=== Texto dado ===

Qualquer semelhança com a realidade é mera coincidência.
O dilema eterno do valor da vida humana, quando começa, quando termina, quem pode dispor dela, continua a inflamar as gentes deste mundo. Seria até de esperar que numa década tão furiosamente dominada por Cientismo, e em sociedades que clamaram por mandatos sanitários sem pruridos éticos, não houvesse agora uma bandeira de alarme hasteada em continente americano.
O direito de acesso ao aborto nos Estados Unidos ficou consagrado há umas boas décadas, mas manco: usava do princípio da constitucionalidade – não descrita na Constituição – da privacidade.
Agora, está aparentemente perdido e, para alguns, é motivo de gáudio; para outros é motivo para pensar que, se existir uma Aguda repetida, porventura alguém pensará igual.
Pesa ainda todo um novelo de moralidade e instituições religiosas – conhecidos baluartes de emancipação feminina (consultar no dicionário: sarcasmo) – a alardearem furiosamente a propaganda da sua mensagem.
A verdade simples é que talvez o direito nunca tenha existido, não pelas razões que pelo menos muitas pessoas defenderiam. Talvez esse direito só tenha sido garantido enquanto o mercado – esse outro baluarte – queria acomodar as mulheres. Agora, com o monstro da recessão a bater à porta as sociedades, apressam-se em sacar os grilhões. Profilaxia.
A verdade simples é que a preocupação do planeamento familiar cai sempre nos ombros da mulher: as consequências de ter ou não ter uma gravidez, um parto e um pós-parto; as consequências de uma pílula; as consequências de um DIU; os riscos de outros métodos mais naturais. Somos a baliza e temos de arranjar guarda-redes.
A verdade aguda é que assim que se começou a desenvolver uma pílula masculina os primeiros estudos foram rapidamente interrompidos porque os participantes se queixaram de efeitos adversos. Alguns eram acne, diminuição da libido e variações de humor. Foi considerado que estes incómodos não compensavam em comparação com o estudo da eficácia desta pílula.
Quem é mulher lê isto e não deixa de pensar, seja lá qual for a sua posição sobre o resto – e lembrando que quase todas nós sabemos que a posição é muito perigosa de ser escrita em pedra, que, pois claro, a mulher resolve. A pílula feminina “só” tem efeitos adversos como: ansiedade, depressão, flutuação de peso, cefaleia, náusea, redução da libido e até coágulos sanguíneos, entre outros.

===

▸ Trabalho pedido: Continue o texto sobre o direito ao aborto e o peso da contraceção sobre as mulheres a partir da última frase apresentada. As linhas seguintes não têm qualquer relação com o texto.

=== Dados extraídos ===

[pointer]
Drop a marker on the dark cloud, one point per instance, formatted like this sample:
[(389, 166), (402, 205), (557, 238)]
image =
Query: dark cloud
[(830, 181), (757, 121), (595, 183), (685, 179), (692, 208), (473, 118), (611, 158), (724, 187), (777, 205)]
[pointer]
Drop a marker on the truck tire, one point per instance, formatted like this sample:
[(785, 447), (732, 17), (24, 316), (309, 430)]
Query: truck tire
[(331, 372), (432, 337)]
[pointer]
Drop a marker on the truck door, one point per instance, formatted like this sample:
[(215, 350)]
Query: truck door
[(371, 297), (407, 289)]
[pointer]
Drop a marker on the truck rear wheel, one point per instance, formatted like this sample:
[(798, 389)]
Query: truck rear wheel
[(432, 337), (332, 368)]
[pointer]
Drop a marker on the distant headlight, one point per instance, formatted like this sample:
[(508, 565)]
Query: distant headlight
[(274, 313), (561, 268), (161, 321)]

===
=== Dados extraídos ===

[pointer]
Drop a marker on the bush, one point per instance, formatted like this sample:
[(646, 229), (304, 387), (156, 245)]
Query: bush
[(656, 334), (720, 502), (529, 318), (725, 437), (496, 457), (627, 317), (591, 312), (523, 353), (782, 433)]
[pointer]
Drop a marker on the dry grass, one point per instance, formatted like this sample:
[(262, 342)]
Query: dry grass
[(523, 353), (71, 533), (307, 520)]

===
=== Dados extraídos ===

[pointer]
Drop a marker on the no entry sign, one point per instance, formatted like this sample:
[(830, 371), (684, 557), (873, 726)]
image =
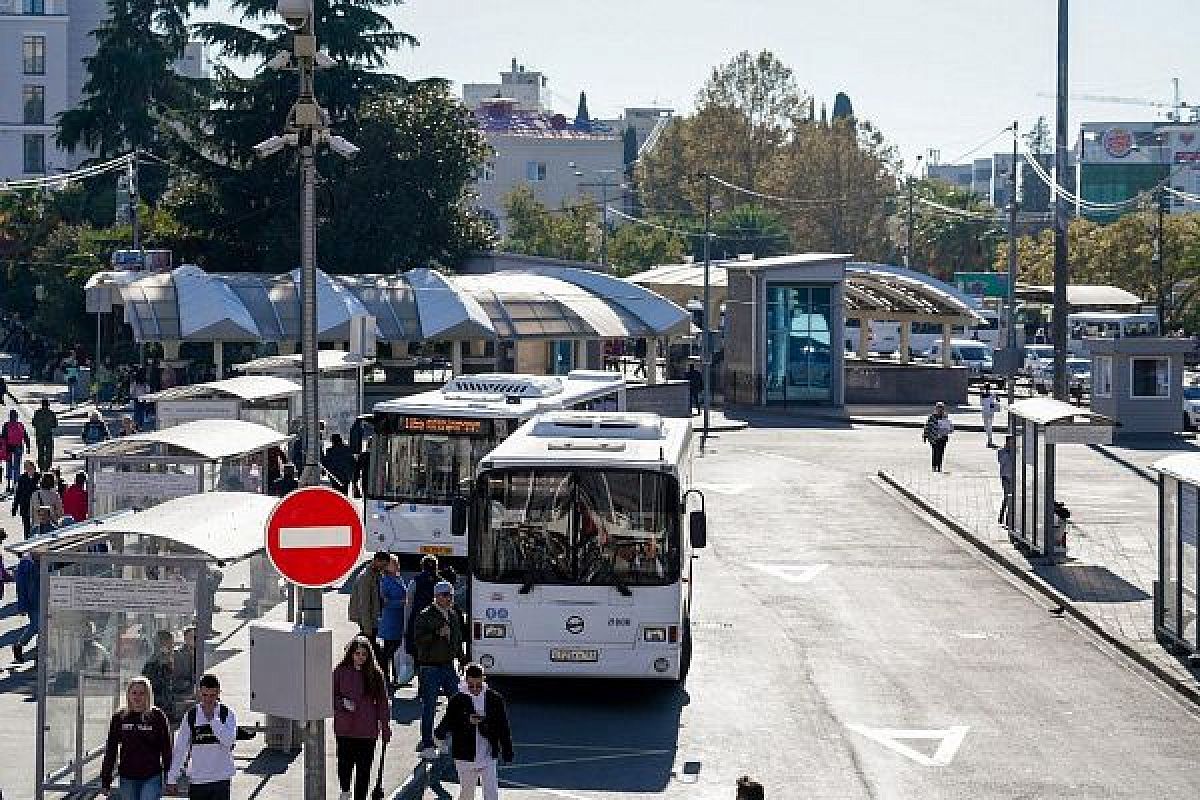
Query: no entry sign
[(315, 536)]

===

▸ Resposta:
A verdade triste é que, neste momento, em alguns estados americanos, até as apps de monitorização de ciclos menstruais podem ser intimadas por um tribunal para fornecer dados privados sobre os ciclos das utilizadoras, para verificar se poderá ter ocorrido um aborto clandestino ou não, em caso de denúncia. Assim, à semelhança do gado.
Importante é que se salve aquela gestação, mesmo que seja para viver na miséria, mesmo que seja fruto de violação, mesmo que a mãe seja uma criança de 11 anos – como ocorreu também agora no Brasil, e empataram a decisão até a gravidez ter sete meses. Seria, por certo, outra Aguda mais a sul.
A verdade muito aguda é que isto afecta e destrói sempre as vidas mais pobres, mais desprotegidas, mais infelizes. E não falo dos bebés. Falo das mães.
A verdade obtusa é que andam a debater crenças morais quando a ética deveria falar mais alto, e lembrar que o direito à autodeterminação sobre o próprio corpo e actos médicos realizados é absoluto.
Resta saber quantas Agudas existem no Mundo, e se estamos mesmo a ver a perda de direitos de controlo reprodutivo, em nome de fervores morais e agendas políticas que atribuem poderes de uma sociedade ditar o que podemos individualmente fazer com o nosso corpo. Nada que não esteja a ser ensaiado e aplaudido há algum tempo.